Retype the entries without alteration, beginning with the line that contains "Point to the gothic" and continuing through the final line of the entries, both ends included.

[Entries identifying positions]

★ ★ ★ ★ ★ ★ ★

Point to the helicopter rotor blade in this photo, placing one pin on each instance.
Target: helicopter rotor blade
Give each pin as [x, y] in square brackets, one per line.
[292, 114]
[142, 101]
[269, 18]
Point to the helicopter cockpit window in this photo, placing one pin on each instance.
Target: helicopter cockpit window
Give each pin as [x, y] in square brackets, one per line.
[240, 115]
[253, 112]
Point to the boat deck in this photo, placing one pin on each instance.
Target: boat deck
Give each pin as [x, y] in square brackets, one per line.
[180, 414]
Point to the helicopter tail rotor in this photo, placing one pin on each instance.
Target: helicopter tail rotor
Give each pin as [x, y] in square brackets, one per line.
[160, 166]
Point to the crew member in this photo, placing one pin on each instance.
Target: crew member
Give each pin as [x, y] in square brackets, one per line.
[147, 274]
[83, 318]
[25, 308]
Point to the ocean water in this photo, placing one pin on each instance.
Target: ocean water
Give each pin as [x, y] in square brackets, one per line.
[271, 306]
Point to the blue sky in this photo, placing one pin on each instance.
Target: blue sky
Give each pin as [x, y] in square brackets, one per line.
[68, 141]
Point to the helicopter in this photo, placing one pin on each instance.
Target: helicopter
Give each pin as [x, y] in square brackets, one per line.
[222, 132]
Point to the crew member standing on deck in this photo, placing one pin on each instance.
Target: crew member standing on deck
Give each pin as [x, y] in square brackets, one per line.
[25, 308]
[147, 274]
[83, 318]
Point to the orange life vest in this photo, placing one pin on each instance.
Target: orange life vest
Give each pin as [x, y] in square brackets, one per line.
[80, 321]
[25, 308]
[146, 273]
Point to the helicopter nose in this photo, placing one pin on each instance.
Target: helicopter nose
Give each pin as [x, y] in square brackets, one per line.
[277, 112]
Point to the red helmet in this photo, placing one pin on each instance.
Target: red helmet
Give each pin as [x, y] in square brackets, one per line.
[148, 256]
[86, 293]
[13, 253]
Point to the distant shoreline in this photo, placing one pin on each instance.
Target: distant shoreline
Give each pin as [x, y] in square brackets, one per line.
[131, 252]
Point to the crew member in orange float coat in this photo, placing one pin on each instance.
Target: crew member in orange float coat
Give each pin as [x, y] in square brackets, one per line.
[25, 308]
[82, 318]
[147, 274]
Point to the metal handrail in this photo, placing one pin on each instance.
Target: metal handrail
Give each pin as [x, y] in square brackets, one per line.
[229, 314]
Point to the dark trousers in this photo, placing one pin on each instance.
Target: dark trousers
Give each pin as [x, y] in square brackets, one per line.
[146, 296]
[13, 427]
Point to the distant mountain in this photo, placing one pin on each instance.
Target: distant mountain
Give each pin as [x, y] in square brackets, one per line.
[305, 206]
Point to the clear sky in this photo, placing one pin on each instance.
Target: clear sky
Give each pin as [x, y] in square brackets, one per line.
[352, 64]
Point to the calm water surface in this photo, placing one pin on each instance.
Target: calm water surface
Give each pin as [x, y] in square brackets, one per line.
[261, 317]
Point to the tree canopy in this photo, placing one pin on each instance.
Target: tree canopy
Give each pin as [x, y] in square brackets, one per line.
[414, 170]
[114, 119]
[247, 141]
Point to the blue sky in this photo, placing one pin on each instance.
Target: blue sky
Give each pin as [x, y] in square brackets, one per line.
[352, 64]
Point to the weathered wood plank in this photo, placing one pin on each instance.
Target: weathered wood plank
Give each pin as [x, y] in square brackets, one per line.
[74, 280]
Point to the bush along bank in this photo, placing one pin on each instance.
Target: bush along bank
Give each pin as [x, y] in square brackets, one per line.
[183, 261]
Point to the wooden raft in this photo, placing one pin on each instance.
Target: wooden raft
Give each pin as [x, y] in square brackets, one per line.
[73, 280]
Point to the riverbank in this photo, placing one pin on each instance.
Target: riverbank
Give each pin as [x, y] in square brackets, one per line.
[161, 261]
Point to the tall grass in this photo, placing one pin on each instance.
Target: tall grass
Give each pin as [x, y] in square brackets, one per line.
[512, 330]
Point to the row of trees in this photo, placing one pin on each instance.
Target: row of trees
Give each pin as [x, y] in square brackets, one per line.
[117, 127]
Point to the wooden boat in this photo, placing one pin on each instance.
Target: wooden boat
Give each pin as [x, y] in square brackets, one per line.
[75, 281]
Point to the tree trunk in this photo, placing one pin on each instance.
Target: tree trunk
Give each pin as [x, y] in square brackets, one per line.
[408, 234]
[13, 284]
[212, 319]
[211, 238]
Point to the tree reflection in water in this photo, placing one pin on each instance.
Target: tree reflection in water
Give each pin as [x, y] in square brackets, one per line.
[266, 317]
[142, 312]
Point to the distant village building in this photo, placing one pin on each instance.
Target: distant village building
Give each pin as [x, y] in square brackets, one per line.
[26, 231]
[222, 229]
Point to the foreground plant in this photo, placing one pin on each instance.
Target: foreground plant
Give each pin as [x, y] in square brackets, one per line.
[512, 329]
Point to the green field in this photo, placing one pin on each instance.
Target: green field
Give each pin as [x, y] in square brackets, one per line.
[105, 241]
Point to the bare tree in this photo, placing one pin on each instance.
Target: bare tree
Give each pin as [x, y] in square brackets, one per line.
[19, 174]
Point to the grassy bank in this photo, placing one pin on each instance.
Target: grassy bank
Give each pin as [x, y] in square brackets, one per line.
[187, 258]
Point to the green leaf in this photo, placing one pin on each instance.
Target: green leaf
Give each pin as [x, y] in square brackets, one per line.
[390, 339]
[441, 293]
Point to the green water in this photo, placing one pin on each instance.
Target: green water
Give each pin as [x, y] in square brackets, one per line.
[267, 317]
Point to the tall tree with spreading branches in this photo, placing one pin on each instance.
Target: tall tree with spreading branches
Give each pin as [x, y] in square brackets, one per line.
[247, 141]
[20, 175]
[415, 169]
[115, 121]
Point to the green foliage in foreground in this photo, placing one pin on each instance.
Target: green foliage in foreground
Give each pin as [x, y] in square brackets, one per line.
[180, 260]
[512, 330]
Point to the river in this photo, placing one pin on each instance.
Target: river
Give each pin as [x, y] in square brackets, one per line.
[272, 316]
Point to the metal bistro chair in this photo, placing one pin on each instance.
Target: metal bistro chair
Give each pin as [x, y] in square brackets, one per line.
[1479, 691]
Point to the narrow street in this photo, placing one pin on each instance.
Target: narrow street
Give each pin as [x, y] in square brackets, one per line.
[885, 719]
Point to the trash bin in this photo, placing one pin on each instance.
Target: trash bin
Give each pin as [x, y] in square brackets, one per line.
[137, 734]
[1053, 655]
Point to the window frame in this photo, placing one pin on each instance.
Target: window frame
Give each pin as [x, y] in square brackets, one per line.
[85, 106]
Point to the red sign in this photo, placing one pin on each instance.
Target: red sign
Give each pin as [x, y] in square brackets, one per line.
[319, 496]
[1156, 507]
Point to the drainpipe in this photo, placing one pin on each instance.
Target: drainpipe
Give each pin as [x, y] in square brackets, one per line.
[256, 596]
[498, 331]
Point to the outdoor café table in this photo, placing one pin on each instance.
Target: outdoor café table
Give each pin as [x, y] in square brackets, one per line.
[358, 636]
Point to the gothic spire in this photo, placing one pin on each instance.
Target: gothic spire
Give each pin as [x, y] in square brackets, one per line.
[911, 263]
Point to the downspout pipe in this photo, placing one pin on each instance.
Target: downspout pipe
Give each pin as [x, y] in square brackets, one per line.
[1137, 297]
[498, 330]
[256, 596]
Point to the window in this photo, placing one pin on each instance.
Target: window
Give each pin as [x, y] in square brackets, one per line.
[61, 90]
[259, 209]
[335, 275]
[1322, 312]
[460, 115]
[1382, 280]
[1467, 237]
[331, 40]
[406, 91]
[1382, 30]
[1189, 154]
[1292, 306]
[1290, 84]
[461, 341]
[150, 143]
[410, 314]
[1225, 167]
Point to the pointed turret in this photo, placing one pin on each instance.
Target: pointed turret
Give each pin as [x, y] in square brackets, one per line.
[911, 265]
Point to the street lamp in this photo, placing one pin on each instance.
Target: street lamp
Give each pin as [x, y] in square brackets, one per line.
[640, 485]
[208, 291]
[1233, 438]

★ ★ ★ ★ ★ ★ ★

Output of the task:
Point to the gothic spire in this photo, placing one pin on each instance.
Target: gothic spire
Give each pin as [x, y] in square brackets, one per line.
[911, 263]
Point to the downspout pipe in this photo, placing one pin on each instance.
Target: downspout pipe
Give each pin as [x, y] in square brackets, one per line.
[1137, 297]
[498, 330]
[256, 596]
Point to the window in this photo, placing one pin on each instance.
Target: window
Give each pin as [x, y] in square brackets, one per line.
[61, 90]
[259, 209]
[335, 275]
[1322, 312]
[460, 115]
[1382, 280]
[1467, 237]
[331, 40]
[406, 91]
[1382, 30]
[1189, 154]
[1292, 306]
[1290, 84]
[461, 341]
[150, 143]
[410, 314]
[1225, 167]
Point to the pointed turret in this photo, placing one pin on each instance.
Target: pointed turret
Give each pin as [x, y] in square brackets, one per line.
[911, 265]
Point to the street lamp in this photo, placing one pin on each instance.
Target: street lamp
Give each pin as [x, y] in square brackets, one per line.
[640, 485]
[208, 291]
[1233, 438]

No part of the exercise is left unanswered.